Vultr is a leading cloud infrastructure company focused on making high-performance cloud solutions accessible for enterprises and AI innovators. The Infrastructure Capacity Analytics Engineer will design forecasting models, build scalable data pipelines, and create dashboards to optimize infrastructure and support strategic decision-making across the organization.
Responsibilities:
- Develop and maintain capacity models for compute, storage, and network infrastructure across global environments
- Build and productionize advanced time‑series forecasts (e.g., ARIMA/ETS, Prophet, XGBoost/LightGBM) to predict demand, saturation points, and runway
- Conduct scenario modeling (“what‑if”) on deployment plans, workload changes, demand spikes, and hardware refresh strategies
- Analyze historical utilization to identify emerging risks, inefficiencies, and optimization opportunities
- Design, build, and maintain Python‑based data pipelines for ingesting, transforming, and validating large‑scale infrastructure telemetry
- Create ETL/ELT workflows to support analytics, modeling, and reporting
- Integrate data from observability platforms (e.g., Prometheus/Grafana), CMDB/asset systems, and internal services
- Develop APIs/services to expose forecast results and capacity signals to dashboards and tooling
- Build executive‑ready dashboards in Power BI (DAX, Power Query, custom visuals) and integrate real‑time forecasting outputs
- Deliver clear, compelling insights to engineering, operations, and finance leaders to support both strategic and tactical decision‑making
- Automate reporting workflows and ensure up‑to‑date visibility into runway, utilization, and risk posture
- Partner with engineering, operations, and finance teams to align capacity plans with growth, reliability, and cost objectives
- Establish standards for model governance, documentation, and data quality
- Drive continuous improvement of capacity planning systems, tooling, and analytics frameworks
Requirements:
- Bachelor's degree in Computer Science, Engineering, or related discipline
- 6+ years of professional experience in Python development and data engineering
- 4+ years in infrastructure capacity planning, performance analysis, or related fields
- Strong expertise in time‑series forecasting, statistical modeling, and Python libraries (pandas, NumPy, scikit‑learn, statsmodels, XGBoost)
- Proficiency with SQL scripting and column-based SQL databases (I.e. ClickHouse); experience designing scalable ETL/ELT pipelines
- Advanced proficiency in Grafana, Tableau, or Power BI (DAX, Power Query, modeling, custom visuals)
- Experience working with infrastructure telemetry and systems (servers, storage, networking)
- Prior experience managing capacity at a cloud service provider or large‑scale distributed environment
- Excellent communication and executive‑level presentation skills
- Experience with cloud‑native data platforms (Azure Data Lake/Synapse, AWS Redshift, Google BigQuery)
- Familiarity with containerized environments (Docker) and CI/CD pipelines
- Knowledge of RESTful APIs and microservices architecture
- Experience with version control (Git) and agile engineering practices
- Exposure to machine learning, anomaly detection, or ensemble forecasting methods
- Strong spreadsheet skills (advanced formulas, modeling workflows)

Data:
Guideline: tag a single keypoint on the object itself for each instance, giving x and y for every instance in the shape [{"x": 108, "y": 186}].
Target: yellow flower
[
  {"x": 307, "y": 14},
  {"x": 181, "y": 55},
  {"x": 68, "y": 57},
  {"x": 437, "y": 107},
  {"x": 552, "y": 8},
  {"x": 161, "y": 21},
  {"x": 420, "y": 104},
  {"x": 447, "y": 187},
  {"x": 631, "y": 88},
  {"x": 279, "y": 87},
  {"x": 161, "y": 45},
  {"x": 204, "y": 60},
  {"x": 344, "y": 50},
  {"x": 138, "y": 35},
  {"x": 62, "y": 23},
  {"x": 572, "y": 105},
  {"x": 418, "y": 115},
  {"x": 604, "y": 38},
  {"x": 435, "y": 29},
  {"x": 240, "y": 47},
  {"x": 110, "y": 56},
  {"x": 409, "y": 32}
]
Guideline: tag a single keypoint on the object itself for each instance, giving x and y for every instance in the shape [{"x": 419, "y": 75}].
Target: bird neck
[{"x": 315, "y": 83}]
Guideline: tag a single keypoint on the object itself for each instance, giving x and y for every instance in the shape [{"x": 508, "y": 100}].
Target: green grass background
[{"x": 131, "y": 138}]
---
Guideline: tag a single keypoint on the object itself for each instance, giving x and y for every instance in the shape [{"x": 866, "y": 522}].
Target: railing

Problem: Reproduce the job posting starting at the words "- Familiarity with" and ending after "formulas, modeling workflows)", swapping "Docker" for "Podman".

Expected output:
- Familiarity with containerized environments (Podman) and CI/CD pipelines
- Knowledge of RESTful APIs and microservices architecture
- Experience with version control (Git) and agile engineering practices
- Exposure to machine learning, anomaly detection, or ensemble forecasting methods
- Strong spreadsheet skills (advanced formulas, modeling workflows)